> [Record extracts]:

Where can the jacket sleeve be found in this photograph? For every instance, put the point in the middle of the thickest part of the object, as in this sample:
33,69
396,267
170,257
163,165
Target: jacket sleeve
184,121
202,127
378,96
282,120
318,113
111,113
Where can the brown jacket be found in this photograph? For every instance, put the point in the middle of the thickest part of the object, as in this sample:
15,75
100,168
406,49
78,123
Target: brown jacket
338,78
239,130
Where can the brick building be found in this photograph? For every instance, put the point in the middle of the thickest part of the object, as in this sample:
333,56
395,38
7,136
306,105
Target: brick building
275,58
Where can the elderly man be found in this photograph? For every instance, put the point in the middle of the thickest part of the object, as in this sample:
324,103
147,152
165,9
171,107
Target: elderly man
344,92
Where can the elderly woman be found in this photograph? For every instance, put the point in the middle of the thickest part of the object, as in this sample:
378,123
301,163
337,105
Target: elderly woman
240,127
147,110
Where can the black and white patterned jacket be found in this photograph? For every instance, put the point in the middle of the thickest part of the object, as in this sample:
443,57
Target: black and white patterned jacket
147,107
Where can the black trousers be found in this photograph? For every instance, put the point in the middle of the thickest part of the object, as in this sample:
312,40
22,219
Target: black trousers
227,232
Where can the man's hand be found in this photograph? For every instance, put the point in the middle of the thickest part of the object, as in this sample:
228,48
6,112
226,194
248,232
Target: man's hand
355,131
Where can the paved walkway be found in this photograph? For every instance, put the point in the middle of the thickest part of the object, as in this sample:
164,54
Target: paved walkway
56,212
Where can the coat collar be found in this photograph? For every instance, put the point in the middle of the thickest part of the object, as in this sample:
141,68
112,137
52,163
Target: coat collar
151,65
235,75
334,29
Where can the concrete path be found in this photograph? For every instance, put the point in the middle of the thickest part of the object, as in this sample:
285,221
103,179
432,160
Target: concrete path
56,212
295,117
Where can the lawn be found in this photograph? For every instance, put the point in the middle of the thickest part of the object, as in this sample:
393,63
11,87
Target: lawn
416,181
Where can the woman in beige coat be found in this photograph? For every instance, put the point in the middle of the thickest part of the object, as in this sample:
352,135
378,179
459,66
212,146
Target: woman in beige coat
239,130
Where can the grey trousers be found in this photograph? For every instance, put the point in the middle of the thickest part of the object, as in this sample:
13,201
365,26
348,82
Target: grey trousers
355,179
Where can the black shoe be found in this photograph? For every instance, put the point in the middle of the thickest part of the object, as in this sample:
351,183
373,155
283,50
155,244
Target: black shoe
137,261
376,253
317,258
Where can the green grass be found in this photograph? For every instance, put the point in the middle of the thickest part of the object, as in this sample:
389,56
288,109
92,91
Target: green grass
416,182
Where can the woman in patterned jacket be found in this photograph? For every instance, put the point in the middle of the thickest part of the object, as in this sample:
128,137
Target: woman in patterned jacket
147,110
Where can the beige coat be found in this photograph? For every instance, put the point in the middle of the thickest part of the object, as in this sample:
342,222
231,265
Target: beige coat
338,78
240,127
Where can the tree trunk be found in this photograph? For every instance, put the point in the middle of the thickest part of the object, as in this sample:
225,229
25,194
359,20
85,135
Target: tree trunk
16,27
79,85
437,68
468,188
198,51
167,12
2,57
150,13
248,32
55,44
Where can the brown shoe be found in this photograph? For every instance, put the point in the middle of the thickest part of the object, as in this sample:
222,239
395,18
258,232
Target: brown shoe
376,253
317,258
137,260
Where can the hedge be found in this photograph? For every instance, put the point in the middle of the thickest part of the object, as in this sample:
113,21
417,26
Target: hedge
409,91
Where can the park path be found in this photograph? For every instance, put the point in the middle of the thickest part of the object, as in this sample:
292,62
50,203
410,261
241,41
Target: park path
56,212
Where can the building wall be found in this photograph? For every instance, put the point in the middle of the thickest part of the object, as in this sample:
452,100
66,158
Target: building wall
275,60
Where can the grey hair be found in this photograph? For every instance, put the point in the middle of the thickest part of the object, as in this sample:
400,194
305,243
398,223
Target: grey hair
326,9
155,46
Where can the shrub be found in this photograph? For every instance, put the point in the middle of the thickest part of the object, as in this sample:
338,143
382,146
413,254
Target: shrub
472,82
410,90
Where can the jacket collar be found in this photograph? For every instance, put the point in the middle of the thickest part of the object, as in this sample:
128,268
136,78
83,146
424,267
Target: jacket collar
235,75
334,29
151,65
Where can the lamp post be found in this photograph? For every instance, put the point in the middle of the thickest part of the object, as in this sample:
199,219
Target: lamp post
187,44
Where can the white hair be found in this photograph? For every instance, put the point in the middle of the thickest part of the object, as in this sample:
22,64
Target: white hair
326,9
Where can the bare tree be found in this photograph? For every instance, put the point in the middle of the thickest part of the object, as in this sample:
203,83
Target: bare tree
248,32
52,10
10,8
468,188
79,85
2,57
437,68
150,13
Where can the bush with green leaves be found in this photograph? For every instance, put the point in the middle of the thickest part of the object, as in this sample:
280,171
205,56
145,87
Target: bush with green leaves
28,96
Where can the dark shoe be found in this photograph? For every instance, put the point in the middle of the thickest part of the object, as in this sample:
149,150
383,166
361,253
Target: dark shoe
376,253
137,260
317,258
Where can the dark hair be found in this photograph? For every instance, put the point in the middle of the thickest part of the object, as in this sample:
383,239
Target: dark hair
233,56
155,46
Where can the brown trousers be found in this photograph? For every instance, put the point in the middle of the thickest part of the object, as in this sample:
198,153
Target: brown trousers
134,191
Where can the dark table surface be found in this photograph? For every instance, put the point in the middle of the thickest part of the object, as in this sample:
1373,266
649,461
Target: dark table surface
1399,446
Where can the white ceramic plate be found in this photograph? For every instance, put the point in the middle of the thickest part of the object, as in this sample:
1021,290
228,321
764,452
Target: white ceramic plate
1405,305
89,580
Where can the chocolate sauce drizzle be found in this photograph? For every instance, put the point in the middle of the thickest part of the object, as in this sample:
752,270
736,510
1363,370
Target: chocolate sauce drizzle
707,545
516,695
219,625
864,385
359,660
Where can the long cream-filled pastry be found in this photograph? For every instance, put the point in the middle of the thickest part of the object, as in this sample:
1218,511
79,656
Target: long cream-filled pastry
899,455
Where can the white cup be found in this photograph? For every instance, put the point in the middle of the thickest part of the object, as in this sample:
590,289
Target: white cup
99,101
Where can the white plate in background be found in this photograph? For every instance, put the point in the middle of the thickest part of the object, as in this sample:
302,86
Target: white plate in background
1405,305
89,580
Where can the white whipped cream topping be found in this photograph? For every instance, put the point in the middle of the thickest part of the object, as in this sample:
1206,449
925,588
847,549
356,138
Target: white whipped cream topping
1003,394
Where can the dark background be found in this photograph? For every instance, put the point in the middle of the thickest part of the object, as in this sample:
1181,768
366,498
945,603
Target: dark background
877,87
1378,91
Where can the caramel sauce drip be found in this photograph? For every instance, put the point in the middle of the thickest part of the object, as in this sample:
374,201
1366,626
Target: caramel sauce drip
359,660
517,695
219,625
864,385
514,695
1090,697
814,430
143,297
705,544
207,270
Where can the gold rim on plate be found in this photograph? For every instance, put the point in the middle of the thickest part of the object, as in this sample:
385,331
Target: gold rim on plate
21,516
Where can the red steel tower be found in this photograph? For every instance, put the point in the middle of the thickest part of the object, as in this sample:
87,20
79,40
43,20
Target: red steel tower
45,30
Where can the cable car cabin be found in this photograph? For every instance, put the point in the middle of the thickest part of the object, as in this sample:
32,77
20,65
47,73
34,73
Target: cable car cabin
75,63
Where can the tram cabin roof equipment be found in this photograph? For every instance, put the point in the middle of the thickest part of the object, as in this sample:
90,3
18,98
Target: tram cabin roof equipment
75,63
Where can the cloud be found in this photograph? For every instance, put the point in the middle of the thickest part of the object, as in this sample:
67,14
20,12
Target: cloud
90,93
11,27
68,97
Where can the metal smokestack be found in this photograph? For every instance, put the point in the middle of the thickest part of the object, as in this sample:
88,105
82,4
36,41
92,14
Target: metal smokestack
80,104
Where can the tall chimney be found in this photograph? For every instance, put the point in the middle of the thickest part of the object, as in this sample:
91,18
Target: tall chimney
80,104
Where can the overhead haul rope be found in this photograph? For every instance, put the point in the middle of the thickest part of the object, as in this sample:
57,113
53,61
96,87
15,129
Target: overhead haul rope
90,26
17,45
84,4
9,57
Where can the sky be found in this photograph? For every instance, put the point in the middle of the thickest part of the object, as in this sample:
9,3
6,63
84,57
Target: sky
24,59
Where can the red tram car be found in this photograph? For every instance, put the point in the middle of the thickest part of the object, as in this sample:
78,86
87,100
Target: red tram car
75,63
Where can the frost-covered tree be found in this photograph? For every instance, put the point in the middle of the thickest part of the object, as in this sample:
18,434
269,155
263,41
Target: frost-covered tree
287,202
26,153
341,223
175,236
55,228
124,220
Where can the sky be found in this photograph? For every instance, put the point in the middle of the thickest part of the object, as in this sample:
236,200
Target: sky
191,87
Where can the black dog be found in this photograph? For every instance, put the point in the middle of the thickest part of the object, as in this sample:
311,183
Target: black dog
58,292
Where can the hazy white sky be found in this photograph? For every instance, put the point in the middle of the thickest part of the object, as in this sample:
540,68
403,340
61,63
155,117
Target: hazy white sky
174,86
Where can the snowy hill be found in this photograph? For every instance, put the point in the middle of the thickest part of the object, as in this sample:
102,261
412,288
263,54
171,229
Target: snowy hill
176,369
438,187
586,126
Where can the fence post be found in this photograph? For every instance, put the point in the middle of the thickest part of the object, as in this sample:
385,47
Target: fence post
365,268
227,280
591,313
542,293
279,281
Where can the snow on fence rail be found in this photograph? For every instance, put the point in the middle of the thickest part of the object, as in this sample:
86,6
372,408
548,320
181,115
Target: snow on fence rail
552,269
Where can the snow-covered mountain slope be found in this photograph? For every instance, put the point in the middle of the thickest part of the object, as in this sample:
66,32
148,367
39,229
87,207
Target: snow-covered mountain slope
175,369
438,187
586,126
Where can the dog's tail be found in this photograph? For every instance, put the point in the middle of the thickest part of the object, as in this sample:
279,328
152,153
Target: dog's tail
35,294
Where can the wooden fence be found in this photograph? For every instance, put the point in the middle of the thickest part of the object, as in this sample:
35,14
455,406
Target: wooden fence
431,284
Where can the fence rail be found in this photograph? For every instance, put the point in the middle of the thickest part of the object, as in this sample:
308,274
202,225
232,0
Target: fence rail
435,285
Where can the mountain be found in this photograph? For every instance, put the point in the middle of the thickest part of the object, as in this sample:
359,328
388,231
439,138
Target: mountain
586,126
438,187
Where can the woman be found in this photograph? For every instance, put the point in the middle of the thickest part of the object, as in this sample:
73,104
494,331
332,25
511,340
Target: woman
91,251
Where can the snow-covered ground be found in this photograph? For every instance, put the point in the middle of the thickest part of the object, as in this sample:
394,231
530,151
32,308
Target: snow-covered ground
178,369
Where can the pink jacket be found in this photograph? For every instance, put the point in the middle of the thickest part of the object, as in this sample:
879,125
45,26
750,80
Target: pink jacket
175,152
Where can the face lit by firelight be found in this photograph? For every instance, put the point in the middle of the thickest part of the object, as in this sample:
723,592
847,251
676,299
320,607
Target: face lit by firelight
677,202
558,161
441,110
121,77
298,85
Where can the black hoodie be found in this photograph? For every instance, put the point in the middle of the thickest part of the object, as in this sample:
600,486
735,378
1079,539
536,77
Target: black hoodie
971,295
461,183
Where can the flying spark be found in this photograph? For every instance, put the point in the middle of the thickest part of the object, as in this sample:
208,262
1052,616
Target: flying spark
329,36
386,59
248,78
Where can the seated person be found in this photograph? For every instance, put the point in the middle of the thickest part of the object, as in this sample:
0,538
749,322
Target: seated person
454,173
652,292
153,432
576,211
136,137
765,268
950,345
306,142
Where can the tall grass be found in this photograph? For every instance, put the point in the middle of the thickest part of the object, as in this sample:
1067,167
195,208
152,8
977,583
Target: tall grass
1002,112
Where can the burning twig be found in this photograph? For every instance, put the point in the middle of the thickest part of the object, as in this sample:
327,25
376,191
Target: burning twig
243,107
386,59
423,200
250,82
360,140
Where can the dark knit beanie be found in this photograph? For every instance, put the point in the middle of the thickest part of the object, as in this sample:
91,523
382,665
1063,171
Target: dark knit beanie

> [Challenge]:
Could you give again exactly the lines from the line containing "Where can the woman be" through the final line of the data above, and no others?

> [Final answer]:
Where can the woman be found in this photograph? For every instance, put the point in the middle of the thickest part of the object, as in this sample:
73,104
494,331
332,25
511,340
Target: woman
91,251
Where can the snow-covered ground be found in this photograph? For every instance, put the point in the middle of the thickest part of the object, as in this sample:
394,231
530,151
32,308
Target: snow-covered ground
178,369
Where can the pink jacket be found in this photograph? For every instance, put the point in the middle of the thickest part of the object, as in this sample:
879,125
45,26
750,80
Target: pink jacket
175,152
Where can the face lit by firelight be found in this photograph? For every instance, put the point in the middle of the thickest part of the object, as in this sample:
723,592
847,251
676,299
320,607
Target: face lit by firelight
677,202
558,161
441,110
121,77
298,85
Where can the black hoodie be found in this photograph? For every instance, put the point in the middle of the thickest part of the object, as in this sample:
600,486
735,378
1079,539
536,77
Target: black hoodie
971,295
461,183
Where can the flying spark be found in this photograph? For every instance, put the point in the middle of the thickest part of the object, as in this sample:
208,262
1052,616
Target: flying spark
329,36
386,59
248,78
Where can the seated person be found in this photograph? For every instance, put the point in the middle of the thickest part of the object, as in this sample:
0,538
749,322
Target: seated person
454,173
652,292
153,432
576,211
136,137
765,268
950,345
306,142
Where can the tall grass be found in this photograph? For every instance, put the point in the middle of the thickest part of the object, as in this sample:
1067,167
195,208
152,8
977,583
Target: tall grass
1002,112
Where can the burning twig be found in this photograph? For every instance, put the point in the middle of the thickest part of the object, as in this sample:
327,25
376,191
Target: burning twig
243,107
386,59
423,200
250,82
360,140
Where can the dark knit beanie be found in this photograph? For every instance, put the point in the middle of the thickest part of the object, as in this sample:
91,523
382,665
1063,171
Target: dark knit beanie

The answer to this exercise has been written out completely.